## Exercise details
Your output is to consist only of the line containing "Set a pin on" and the lines after it, through the end of the data, reproduced exactly.

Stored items

· · · · · · ·

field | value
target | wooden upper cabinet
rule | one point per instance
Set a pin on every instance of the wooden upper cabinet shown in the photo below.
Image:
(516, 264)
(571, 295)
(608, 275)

· · · · · · ·

## Result below
Set a pin on every instance of the wooden upper cabinet shown in the photo below.
Image:
(516, 264)
(571, 295)
(608, 275)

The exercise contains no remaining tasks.